──────── TASK INPUT
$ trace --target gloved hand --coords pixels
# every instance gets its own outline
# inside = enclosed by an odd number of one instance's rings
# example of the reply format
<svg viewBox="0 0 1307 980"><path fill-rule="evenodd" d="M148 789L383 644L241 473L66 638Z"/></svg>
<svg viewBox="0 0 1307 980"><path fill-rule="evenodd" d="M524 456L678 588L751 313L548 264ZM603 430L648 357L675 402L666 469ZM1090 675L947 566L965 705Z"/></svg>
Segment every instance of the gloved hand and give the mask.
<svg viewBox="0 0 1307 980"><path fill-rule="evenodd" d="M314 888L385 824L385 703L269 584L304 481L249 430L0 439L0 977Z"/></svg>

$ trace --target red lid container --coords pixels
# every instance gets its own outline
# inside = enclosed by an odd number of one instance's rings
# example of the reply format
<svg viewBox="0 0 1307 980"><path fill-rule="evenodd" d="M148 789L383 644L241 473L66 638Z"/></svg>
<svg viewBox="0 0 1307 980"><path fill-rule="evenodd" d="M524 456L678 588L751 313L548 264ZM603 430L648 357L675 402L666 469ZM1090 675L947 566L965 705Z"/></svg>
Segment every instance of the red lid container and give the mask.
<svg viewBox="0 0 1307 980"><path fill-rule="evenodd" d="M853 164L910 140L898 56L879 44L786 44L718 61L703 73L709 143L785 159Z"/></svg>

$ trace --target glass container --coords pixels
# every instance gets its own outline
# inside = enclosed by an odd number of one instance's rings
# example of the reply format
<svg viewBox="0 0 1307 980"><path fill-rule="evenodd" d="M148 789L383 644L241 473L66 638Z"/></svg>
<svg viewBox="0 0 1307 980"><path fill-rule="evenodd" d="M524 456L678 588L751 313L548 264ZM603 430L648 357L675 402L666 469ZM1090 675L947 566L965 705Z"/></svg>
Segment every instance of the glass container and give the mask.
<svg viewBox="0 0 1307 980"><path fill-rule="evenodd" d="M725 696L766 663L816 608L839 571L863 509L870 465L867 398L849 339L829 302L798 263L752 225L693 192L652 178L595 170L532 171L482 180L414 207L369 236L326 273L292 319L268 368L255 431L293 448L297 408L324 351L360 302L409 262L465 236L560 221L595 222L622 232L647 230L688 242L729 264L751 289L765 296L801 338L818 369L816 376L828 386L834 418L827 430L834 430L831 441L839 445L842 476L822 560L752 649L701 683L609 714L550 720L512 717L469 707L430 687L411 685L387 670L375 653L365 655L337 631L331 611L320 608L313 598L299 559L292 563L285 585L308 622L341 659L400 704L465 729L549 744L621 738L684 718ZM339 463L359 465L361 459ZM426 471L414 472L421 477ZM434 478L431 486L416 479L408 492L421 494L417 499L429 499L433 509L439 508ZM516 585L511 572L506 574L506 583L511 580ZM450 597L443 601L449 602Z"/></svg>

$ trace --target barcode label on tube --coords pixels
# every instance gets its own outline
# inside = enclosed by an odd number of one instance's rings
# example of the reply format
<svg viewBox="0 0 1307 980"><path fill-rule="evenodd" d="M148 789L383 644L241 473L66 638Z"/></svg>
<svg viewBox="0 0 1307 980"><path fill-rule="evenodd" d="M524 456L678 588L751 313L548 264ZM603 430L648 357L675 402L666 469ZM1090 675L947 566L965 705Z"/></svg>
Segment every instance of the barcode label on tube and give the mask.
────────────────
Answer with the number alone after working out how many lines in the records contain the string "tube".

OUTPUT FOR THIS EXERCISE. 2